■ **Aim**
Can you repeat every one of the records below word for word?

■ **Given records**
---+---
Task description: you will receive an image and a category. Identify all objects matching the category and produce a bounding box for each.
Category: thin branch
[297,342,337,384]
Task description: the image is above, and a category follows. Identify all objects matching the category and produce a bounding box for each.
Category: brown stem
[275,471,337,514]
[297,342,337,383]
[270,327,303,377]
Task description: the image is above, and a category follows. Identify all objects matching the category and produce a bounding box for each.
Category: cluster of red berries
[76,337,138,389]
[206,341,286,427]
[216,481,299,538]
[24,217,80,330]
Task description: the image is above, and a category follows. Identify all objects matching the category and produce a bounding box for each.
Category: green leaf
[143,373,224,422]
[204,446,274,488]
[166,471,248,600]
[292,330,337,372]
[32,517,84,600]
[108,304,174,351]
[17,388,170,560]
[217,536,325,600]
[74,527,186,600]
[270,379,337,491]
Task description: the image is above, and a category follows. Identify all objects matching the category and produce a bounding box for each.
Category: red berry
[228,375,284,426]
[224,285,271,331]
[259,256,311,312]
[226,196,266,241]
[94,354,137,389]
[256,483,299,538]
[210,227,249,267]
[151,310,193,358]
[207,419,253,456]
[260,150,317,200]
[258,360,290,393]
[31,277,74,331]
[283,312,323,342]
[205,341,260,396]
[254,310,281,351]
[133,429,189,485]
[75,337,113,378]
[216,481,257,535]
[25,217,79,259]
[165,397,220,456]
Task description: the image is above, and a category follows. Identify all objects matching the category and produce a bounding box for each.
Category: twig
---+---
■ **Exercise solution**
Task description: you will receive an image and a category. Identify all objects matching the category and produce a bounding box for each.
Category: thin branch
[297,342,337,384]
Task description: the image is above, and a category follows. Identify all objects matching the category and produce a bounding box for each.
Category: brown stem
[275,471,337,514]
[297,342,337,383]
[270,327,303,377]
Task description: the image is above, and a category follows. Identify all objects matching the category and produce a bounding box for each.
Category: cluster of red berries
[76,337,138,389]
[206,341,286,427]
[216,481,299,538]
[24,217,80,330]
Task description: the image is above, and a category follows. Identify all objects matching the category and produce a bounding box for each.
Category: green leaf
[143,373,224,422]
[204,446,274,488]
[166,471,248,600]
[292,330,337,372]
[32,517,84,600]
[108,304,174,351]
[17,388,170,560]
[217,536,325,600]
[74,527,186,600]
[270,379,337,491]
Task description: the image is above, and a category follows. Identify all objects matching the category and produce a bounding box for each.
Category: red berry
[228,375,284,426]
[224,285,271,331]
[259,256,311,312]
[226,196,266,241]
[94,354,137,389]
[256,483,299,538]
[210,227,249,267]
[151,310,193,358]
[207,419,253,456]
[260,150,317,200]
[258,360,290,393]
[31,277,74,331]
[283,312,323,342]
[205,341,260,396]
[254,310,281,351]
[133,429,189,485]
[75,337,113,378]
[216,481,257,535]
[25,217,79,259]
[165,397,220,456]
Task description: the image is above, and a category follows. Identify all objects matching the category and produce a bounding box for each.
Category: twig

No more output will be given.